ACTIVITY: Whenever a line of the listing contains "form", it counts; give the total number of such lines and nothing more.

DATA EXCERPTS:

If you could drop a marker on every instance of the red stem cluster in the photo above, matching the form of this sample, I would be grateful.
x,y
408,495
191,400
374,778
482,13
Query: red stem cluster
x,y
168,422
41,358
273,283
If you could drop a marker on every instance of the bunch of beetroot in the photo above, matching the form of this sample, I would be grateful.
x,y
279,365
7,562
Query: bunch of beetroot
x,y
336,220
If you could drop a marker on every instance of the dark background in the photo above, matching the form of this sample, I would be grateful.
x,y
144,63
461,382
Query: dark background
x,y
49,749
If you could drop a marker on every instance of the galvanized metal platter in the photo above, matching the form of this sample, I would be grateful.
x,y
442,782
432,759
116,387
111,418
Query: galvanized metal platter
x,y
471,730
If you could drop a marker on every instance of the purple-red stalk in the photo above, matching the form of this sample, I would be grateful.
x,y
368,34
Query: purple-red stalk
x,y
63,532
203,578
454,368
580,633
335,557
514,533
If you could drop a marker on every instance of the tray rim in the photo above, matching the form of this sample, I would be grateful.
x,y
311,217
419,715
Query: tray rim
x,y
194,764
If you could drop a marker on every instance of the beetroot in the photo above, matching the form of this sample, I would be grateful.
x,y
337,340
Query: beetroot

WRITTEN ANSWER: 7